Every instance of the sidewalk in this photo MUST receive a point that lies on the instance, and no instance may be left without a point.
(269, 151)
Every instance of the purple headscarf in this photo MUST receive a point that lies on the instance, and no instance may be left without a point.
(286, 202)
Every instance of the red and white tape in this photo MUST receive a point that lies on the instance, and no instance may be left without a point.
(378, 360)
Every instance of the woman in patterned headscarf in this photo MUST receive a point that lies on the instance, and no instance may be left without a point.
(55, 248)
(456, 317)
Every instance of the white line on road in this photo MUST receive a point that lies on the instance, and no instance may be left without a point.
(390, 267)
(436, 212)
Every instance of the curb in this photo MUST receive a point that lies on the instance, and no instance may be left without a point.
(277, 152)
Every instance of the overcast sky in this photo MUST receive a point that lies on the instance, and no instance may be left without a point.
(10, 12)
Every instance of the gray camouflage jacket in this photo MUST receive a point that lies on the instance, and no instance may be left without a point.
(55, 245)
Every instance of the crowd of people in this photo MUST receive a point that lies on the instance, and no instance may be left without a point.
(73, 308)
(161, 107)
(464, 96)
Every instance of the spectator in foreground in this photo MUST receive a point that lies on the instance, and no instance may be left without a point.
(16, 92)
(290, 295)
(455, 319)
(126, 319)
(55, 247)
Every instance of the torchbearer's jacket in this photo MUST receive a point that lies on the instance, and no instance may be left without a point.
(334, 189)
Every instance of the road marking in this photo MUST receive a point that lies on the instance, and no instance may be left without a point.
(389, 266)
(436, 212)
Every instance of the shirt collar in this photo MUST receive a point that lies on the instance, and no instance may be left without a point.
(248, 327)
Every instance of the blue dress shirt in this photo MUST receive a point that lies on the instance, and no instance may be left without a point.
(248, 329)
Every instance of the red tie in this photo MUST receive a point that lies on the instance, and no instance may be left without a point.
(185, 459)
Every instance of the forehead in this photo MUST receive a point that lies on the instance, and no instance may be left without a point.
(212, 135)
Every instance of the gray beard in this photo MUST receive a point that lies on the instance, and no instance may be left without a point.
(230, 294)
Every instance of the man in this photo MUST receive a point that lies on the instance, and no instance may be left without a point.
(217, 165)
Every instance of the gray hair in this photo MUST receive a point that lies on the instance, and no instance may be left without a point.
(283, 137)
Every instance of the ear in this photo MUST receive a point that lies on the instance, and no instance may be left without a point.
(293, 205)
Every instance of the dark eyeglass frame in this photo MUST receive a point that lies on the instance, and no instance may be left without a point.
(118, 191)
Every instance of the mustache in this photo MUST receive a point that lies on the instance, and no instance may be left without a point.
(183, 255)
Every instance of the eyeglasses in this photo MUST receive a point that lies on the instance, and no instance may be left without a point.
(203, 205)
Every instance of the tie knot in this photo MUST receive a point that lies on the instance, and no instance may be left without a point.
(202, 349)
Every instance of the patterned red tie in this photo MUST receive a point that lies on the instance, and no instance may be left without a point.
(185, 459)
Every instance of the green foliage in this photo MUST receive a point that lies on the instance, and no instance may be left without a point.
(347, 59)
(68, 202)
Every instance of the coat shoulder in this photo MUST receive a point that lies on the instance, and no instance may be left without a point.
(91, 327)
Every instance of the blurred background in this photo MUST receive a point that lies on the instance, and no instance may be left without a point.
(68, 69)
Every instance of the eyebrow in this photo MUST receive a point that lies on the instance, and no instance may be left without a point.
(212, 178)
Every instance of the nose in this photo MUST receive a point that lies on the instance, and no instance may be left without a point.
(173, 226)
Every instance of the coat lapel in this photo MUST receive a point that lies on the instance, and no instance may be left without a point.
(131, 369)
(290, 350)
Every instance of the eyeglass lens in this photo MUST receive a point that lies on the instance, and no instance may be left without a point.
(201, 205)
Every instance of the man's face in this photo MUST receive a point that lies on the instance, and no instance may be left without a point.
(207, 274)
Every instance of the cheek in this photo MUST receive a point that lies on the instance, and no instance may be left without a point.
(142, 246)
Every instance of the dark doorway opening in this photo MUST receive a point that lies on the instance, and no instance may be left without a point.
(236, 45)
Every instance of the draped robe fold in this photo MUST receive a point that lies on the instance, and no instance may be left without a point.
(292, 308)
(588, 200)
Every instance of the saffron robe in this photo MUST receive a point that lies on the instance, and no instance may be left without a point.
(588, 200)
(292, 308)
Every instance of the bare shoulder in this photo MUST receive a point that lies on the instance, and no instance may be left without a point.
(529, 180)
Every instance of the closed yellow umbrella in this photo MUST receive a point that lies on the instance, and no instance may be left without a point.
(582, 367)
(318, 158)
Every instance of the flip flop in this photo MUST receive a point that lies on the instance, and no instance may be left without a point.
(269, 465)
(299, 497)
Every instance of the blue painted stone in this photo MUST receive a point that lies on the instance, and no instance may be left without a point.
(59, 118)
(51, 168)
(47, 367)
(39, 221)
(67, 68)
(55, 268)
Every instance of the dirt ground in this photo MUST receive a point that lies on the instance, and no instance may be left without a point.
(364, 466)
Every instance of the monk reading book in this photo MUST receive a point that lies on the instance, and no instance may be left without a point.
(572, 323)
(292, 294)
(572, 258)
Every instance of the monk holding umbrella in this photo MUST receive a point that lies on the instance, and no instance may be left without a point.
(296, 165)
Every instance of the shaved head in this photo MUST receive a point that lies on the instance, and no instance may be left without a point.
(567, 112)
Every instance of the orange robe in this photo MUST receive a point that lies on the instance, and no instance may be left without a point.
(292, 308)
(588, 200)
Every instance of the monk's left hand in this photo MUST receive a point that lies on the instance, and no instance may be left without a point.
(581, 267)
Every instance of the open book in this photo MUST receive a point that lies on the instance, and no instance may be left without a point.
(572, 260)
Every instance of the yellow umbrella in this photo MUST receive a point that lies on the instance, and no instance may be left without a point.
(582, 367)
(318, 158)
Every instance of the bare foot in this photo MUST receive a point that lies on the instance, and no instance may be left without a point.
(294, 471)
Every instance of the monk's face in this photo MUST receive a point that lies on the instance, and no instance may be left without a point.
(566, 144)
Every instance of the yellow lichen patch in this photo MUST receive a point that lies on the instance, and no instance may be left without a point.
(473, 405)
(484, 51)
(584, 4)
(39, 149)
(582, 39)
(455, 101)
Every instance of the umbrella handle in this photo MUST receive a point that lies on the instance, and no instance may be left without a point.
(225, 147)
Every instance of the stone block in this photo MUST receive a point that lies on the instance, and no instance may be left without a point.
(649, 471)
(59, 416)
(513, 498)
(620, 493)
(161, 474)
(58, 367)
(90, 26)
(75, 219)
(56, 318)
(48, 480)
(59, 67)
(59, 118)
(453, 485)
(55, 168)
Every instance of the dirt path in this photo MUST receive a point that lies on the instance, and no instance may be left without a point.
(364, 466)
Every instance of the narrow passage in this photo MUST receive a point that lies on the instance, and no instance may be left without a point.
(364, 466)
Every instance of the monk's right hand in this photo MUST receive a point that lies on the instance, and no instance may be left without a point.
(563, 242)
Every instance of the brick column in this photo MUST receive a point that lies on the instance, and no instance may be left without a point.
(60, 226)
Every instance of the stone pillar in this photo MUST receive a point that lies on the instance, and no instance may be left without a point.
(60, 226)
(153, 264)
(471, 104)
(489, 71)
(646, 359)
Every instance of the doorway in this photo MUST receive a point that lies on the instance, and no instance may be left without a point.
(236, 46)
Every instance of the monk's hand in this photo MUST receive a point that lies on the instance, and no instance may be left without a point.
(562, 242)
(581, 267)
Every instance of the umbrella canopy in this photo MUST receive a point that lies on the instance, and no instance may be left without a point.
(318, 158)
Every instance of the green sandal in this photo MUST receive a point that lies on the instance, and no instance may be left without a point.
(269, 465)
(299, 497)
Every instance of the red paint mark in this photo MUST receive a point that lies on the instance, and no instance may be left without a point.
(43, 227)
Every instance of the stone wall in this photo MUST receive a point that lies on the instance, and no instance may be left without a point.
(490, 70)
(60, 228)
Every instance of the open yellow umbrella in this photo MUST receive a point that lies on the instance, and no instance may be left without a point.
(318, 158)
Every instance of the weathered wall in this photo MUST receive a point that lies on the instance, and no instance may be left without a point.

•••••

## Action item
Give again, exactly, every line from the one holding "Every instance of the umbrella canopy" to the last line of the data.

## Task answer
Every instance of the umbrella canopy in this photo MUST receive a point that lies on the instance, and no instance may be left without a point.
(318, 158)
Every instance of the green sandal in this photo MUST receive a point that lies on the instance, and no instance may be left without a point.
(269, 465)
(299, 497)
Every instance of the red paint mark in this photo MUST receive a point that lies on the instance, and no instance may be left without a point.
(43, 227)
Every instance of the stone wall in this photo MUST receive a point that lies on the instance, and no instance may be left without a point.
(490, 70)
(60, 228)
Every instance of the open yellow umbrella in this photo MUST receive a point that lies on the instance, and no instance may be left without a point.
(318, 158)
Every instance of the weathered wall in this photo MUST receive a point that lies on the instance, and no instance may be left without a point.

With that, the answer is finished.